*Problem statement*:
Rewrite the records with every "blue jeans" swapped for "denim trousers" and all other text left identical, omitting the pictures.

*Input for this task*:
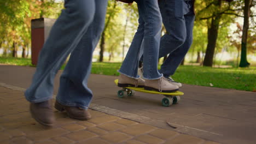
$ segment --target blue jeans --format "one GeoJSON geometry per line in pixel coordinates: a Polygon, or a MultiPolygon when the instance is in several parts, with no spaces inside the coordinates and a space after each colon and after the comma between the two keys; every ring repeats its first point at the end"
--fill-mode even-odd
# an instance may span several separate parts
{"type": "Polygon", "coordinates": [[[162,19],[158,0],[137,0],[139,26],[129,50],[119,71],[129,77],[138,78],[137,75],[139,53],[144,39],[143,76],[155,80],[162,75],[158,70],[162,19]]]}
{"type": "Polygon", "coordinates": [[[86,109],[92,93],[88,87],[92,52],[104,29],[107,0],[66,0],[60,17],[42,49],[36,71],[25,95],[39,103],[52,98],[54,79],[67,56],[57,100],[86,109]]]}
{"type": "Polygon", "coordinates": [[[159,4],[167,32],[161,38],[159,58],[170,53],[159,72],[169,77],[174,74],[192,44],[195,14],[192,1],[159,1],[159,4]]]}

*Answer to this task*:
$ segment --target denim trousers --format "one GeoJSON geometry per line in pixel coordinates: a Polygon, or a MultiPolygon when the instance is in several parts, with no spaces inside the coordinates and a space after each colon and after the comma between the two keys; every ring repeats its first point at the end"
--fill-mode even-odd
# an instance may span several separate parts
{"type": "Polygon", "coordinates": [[[162,19],[158,0],[137,0],[139,26],[129,50],[119,71],[129,77],[138,78],[137,75],[139,53],[144,39],[143,76],[155,80],[162,75],[158,70],[162,19]]]}
{"type": "Polygon", "coordinates": [[[86,109],[92,93],[88,87],[92,52],[104,29],[107,0],[66,0],[60,17],[42,49],[36,71],[25,95],[39,103],[52,98],[54,79],[67,56],[57,100],[86,109]]]}
{"type": "Polygon", "coordinates": [[[159,4],[167,32],[161,38],[159,58],[170,53],[159,72],[169,77],[174,74],[192,44],[195,14],[192,1],[159,1],[159,4]]]}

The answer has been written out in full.